+++ DATA SECTION
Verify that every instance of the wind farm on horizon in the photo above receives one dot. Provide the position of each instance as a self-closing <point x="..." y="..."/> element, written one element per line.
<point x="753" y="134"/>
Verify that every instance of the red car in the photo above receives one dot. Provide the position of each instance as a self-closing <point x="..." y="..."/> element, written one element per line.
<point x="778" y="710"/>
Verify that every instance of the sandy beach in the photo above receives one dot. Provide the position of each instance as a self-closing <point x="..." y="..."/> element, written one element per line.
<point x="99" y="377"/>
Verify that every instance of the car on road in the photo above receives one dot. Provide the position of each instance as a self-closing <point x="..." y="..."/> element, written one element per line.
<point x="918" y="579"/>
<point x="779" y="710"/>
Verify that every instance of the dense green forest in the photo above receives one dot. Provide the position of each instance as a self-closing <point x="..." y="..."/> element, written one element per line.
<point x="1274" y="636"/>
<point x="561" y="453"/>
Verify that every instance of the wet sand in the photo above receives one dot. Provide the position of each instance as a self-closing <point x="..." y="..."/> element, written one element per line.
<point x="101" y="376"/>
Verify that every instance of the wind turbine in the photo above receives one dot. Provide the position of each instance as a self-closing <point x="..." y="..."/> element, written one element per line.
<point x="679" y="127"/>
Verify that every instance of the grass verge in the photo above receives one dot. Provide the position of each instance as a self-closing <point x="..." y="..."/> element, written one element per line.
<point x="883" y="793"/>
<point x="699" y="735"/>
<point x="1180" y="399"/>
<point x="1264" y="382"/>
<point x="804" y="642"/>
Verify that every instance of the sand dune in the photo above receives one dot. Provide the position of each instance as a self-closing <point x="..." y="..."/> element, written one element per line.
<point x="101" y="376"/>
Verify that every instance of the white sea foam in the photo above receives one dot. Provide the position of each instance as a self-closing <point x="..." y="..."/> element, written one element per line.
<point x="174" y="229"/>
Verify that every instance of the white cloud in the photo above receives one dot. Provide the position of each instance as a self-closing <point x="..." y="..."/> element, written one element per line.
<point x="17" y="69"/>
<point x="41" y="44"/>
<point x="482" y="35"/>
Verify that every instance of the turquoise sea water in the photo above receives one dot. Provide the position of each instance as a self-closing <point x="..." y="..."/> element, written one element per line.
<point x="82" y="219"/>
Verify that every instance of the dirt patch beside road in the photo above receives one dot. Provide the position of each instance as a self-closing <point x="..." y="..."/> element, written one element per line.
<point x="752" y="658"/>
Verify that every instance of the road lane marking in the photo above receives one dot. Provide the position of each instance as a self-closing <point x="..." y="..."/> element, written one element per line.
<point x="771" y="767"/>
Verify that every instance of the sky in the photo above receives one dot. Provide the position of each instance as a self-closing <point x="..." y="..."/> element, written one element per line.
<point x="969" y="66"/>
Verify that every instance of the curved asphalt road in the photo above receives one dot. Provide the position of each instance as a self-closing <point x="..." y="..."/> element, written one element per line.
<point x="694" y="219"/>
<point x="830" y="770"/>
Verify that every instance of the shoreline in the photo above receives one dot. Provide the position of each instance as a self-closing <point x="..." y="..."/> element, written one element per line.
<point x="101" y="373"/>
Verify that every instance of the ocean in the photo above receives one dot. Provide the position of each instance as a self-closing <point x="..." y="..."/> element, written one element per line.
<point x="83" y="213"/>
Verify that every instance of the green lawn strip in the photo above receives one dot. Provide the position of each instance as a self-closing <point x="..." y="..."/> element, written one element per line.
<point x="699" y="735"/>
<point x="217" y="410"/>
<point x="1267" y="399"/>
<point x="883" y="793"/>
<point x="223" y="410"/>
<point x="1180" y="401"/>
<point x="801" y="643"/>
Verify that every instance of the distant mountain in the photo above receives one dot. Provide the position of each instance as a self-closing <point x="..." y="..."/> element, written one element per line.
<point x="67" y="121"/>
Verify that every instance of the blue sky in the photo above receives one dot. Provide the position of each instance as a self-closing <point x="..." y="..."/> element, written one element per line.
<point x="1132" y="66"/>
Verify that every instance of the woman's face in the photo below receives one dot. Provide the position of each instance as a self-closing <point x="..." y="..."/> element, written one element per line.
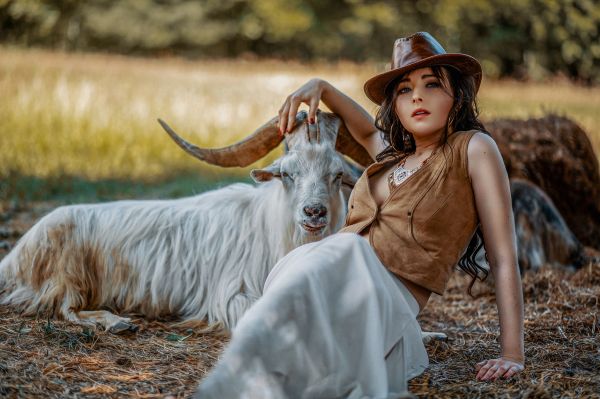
<point x="423" y="103"/>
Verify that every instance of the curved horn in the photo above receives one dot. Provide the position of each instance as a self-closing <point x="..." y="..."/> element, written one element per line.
<point x="243" y="153"/>
<point x="347" y="145"/>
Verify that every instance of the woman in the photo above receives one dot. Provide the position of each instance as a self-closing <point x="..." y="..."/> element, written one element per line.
<point x="338" y="317"/>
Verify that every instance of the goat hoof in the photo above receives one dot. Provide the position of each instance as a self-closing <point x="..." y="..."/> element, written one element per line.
<point x="123" y="327"/>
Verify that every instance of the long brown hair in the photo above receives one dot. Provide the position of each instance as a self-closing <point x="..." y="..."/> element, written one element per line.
<point x="464" y="115"/>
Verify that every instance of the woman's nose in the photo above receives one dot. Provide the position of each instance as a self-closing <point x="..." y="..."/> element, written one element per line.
<point x="417" y="96"/>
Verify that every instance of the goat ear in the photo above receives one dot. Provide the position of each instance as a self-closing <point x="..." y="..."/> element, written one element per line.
<point x="352" y="173"/>
<point x="266" y="174"/>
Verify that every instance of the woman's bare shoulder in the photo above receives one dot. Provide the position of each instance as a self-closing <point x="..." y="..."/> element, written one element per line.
<point x="481" y="144"/>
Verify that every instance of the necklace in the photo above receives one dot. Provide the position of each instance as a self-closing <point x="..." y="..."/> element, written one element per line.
<point x="400" y="173"/>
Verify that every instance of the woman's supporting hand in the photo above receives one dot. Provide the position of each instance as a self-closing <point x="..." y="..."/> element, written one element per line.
<point x="357" y="120"/>
<point x="497" y="368"/>
<point x="310" y="94"/>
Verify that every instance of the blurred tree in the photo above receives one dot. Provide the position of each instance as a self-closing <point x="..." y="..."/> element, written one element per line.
<point x="519" y="38"/>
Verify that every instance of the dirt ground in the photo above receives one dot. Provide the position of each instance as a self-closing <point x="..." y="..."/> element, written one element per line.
<point x="54" y="359"/>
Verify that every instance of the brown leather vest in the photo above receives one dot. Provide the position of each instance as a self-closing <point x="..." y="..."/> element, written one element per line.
<point x="421" y="230"/>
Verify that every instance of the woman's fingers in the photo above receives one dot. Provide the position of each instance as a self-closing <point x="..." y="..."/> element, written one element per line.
<point x="283" y="116"/>
<point x="479" y="365"/>
<point x="312" y="110"/>
<point x="293" y="110"/>
<point x="511" y="371"/>
<point x="487" y="370"/>
<point x="497" y="368"/>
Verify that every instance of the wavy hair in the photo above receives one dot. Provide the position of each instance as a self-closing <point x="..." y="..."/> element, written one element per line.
<point x="464" y="115"/>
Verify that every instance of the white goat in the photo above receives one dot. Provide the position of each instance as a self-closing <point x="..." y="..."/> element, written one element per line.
<point x="200" y="258"/>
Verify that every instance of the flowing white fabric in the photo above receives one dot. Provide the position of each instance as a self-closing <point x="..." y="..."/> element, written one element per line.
<point x="333" y="322"/>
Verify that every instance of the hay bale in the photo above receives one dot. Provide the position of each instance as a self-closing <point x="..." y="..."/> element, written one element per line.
<point x="554" y="153"/>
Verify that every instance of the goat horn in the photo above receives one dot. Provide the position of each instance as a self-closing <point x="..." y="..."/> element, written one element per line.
<point x="347" y="145"/>
<point x="243" y="153"/>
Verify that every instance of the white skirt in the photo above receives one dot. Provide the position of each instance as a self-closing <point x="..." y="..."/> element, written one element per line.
<point x="333" y="322"/>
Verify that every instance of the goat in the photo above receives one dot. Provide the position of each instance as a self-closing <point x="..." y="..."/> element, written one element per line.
<point x="204" y="257"/>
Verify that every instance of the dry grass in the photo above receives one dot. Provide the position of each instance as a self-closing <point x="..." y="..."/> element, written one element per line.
<point x="94" y="115"/>
<point x="54" y="359"/>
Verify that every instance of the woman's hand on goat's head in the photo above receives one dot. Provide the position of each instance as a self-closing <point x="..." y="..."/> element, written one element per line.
<point x="310" y="94"/>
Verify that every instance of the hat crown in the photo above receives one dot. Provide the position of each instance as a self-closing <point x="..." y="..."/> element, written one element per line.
<point x="414" y="48"/>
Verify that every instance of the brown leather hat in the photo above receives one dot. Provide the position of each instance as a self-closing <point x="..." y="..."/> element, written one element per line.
<point x="417" y="51"/>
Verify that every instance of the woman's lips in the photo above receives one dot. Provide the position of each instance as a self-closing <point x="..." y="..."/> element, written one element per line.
<point x="420" y="113"/>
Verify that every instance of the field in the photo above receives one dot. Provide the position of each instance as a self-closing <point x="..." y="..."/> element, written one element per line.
<point x="82" y="127"/>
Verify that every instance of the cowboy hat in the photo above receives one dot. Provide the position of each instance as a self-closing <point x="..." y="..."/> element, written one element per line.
<point x="418" y="51"/>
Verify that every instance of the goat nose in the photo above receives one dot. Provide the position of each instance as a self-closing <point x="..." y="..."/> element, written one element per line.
<point x="316" y="210"/>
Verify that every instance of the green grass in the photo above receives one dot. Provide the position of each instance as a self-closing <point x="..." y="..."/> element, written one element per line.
<point x="83" y="126"/>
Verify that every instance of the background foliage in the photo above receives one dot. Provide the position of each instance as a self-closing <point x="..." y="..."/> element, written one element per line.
<point x="517" y="38"/>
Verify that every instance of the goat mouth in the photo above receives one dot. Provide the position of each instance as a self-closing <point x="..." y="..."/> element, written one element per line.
<point x="313" y="228"/>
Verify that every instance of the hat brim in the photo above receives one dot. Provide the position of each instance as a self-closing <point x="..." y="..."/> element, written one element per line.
<point x="375" y="87"/>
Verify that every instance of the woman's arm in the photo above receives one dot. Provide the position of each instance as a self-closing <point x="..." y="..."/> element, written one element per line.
<point x="358" y="121"/>
<point x="492" y="198"/>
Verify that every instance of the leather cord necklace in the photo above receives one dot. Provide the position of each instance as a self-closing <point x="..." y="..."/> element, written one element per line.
<point x="400" y="173"/>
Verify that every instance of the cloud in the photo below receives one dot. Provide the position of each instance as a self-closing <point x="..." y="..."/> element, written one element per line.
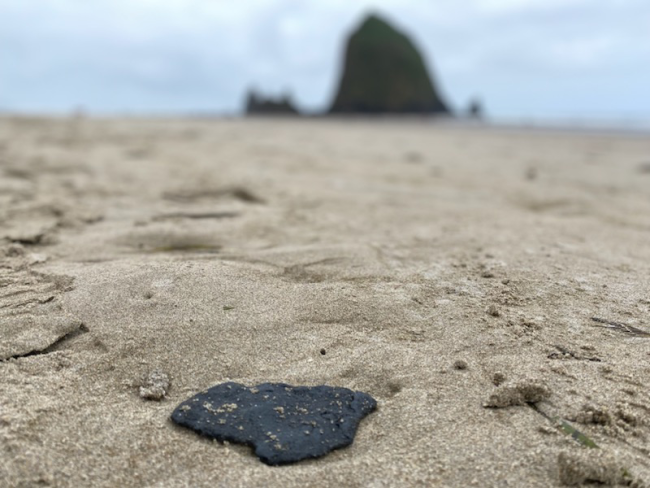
<point x="523" y="56"/>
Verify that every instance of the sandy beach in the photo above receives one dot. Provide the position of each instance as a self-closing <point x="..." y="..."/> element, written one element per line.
<point x="453" y="273"/>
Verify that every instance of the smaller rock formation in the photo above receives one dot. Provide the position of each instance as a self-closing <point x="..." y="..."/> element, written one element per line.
<point x="475" y="109"/>
<point x="259" y="105"/>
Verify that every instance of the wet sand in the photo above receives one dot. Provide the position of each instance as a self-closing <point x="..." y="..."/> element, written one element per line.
<point x="453" y="273"/>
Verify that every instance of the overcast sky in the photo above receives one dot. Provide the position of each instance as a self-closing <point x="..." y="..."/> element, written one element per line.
<point x="523" y="58"/>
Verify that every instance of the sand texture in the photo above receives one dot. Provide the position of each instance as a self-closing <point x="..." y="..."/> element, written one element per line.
<point x="453" y="273"/>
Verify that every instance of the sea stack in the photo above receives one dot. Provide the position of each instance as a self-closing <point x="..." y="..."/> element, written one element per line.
<point x="384" y="72"/>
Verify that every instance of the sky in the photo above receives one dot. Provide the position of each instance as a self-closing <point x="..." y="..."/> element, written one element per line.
<point x="522" y="58"/>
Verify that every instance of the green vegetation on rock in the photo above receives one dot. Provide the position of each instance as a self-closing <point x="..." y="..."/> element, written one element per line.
<point x="384" y="73"/>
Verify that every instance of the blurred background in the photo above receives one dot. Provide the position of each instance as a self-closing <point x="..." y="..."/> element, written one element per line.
<point x="582" y="61"/>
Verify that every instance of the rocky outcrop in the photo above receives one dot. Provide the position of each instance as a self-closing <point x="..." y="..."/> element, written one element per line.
<point x="259" y="105"/>
<point x="383" y="72"/>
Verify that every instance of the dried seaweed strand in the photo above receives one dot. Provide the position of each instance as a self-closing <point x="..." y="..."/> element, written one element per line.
<point x="566" y="428"/>
<point x="628" y="329"/>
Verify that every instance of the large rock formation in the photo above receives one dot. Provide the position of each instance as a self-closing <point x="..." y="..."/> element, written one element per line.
<point x="384" y="73"/>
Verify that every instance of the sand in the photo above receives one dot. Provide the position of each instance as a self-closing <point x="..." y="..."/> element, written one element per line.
<point x="451" y="272"/>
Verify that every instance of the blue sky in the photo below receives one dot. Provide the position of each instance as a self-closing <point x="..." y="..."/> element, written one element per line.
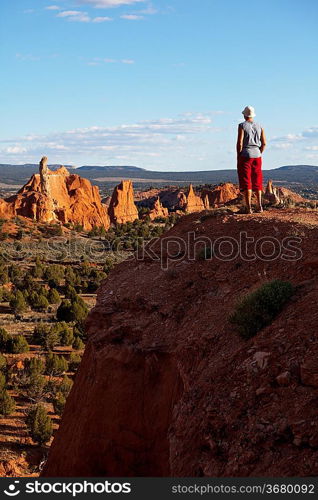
<point x="160" y="84"/>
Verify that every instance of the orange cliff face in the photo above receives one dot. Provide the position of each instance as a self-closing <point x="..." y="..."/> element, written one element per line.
<point x="194" y="202"/>
<point x="57" y="196"/>
<point x="158" y="210"/>
<point x="167" y="387"/>
<point x="222" y="194"/>
<point x="122" y="207"/>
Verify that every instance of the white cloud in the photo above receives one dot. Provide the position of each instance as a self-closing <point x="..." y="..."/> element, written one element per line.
<point x="81" y="17"/>
<point x="15" y="150"/>
<point x="101" y="19"/>
<point x="132" y="17"/>
<point x="107" y="4"/>
<point x="144" y="139"/>
<point x="149" y="11"/>
<point x="75" y="15"/>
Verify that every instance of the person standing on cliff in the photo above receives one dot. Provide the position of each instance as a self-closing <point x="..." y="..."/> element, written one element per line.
<point x="251" y="142"/>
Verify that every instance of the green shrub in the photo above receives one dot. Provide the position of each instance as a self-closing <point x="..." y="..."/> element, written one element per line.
<point x="18" y="345"/>
<point x="78" y="344"/>
<point x="7" y="403"/>
<point x="54" y="296"/>
<point x="2" y="382"/>
<point x="59" y="403"/>
<point x="36" y="387"/>
<point x="75" y="310"/>
<point x="3" y="363"/>
<point x="74" y="361"/>
<point x="18" y="303"/>
<point x="12" y="344"/>
<point x="258" y="309"/>
<point x="55" y="365"/>
<point x="65" y="386"/>
<point x="34" y="366"/>
<point x="46" y="337"/>
<point x="40" y="424"/>
<point x="4" y="340"/>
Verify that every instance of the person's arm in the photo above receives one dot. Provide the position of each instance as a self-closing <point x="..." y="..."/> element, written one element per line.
<point x="239" y="144"/>
<point x="263" y="141"/>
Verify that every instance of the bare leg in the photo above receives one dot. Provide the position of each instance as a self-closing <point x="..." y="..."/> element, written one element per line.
<point x="248" y="200"/>
<point x="259" y="200"/>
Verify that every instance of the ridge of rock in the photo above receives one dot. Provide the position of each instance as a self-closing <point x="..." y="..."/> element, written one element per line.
<point x="166" y="387"/>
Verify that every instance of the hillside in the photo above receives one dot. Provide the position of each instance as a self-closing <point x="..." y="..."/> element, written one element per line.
<point x="305" y="175"/>
<point x="167" y="386"/>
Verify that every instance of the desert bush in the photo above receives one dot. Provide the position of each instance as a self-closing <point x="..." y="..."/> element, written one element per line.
<point x="34" y="366"/>
<point x="74" y="361"/>
<point x="7" y="403"/>
<point x="3" y="363"/>
<point x="40" y="424"/>
<point x="54" y="296"/>
<point x="55" y="365"/>
<point x="18" y="344"/>
<point x="5" y="338"/>
<point x="12" y="344"/>
<point x="66" y="386"/>
<point x="35" y="388"/>
<point x="18" y="303"/>
<point x="3" y="381"/>
<point x="78" y="344"/>
<point x="75" y="310"/>
<point x="258" y="309"/>
<point x="59" y="403"/>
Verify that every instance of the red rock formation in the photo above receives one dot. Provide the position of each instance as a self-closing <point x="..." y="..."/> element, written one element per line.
<point x="194" y="202"/>
<point x="158" y="210"/>
<point x="281" y="195"/>
<point x="122" y="207"/>
<point x="167" y="387"/>
<point x="57" y="196"/>
<point x="222" y="194"/>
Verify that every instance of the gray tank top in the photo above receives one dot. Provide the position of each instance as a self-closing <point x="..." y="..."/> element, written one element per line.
<point x="252" y="139"/>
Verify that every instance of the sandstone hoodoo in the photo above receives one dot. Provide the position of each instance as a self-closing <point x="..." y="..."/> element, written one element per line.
<point x="194" y="202"/>
<point x="158" y="210"/>
<point x="57" y="196"/>
<point x="167" y="385"/>
<point x="122" y="207"/>
<point x="222" y="194"/>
++++++
Search the data for "Verify that every instance of the red rock". Beginning with that line, set down every line through the last exactly.

Verify that every instance of the red rock formation in the photo above receives one dot. Provide the position of each instance as a self-closing <point x="..." y="..."/> element, written one element per line.
<point x="194" y="202"/>
<point x="158" y="210"/>
<point x="281" y="195"/>
<point x="122" y="207"/>
<point x="167" y="387"/>
<point x="57" y="196"/>
<point x="222" y="194"/>
Verify that every instance of the gray tank top in the photo above receives one dot. Provide the position of each instance as a self-closing <point x="..." y="..."/> element, written one element per line.
<point x="252" y="139"/>
Verify that every instance of the sandstone hoodoo in the photo above receives one dot. Provide the position of each instance as a self-closing <point x="..." y="..."/> element, written one element per line.
<point x="194" y="202"/>
<point x="158" y="210"/>
<point x="57" y="196"/>
<point x="167" y="385"/>
<point x="122" y="207"/>
<point x="222" y="194"/>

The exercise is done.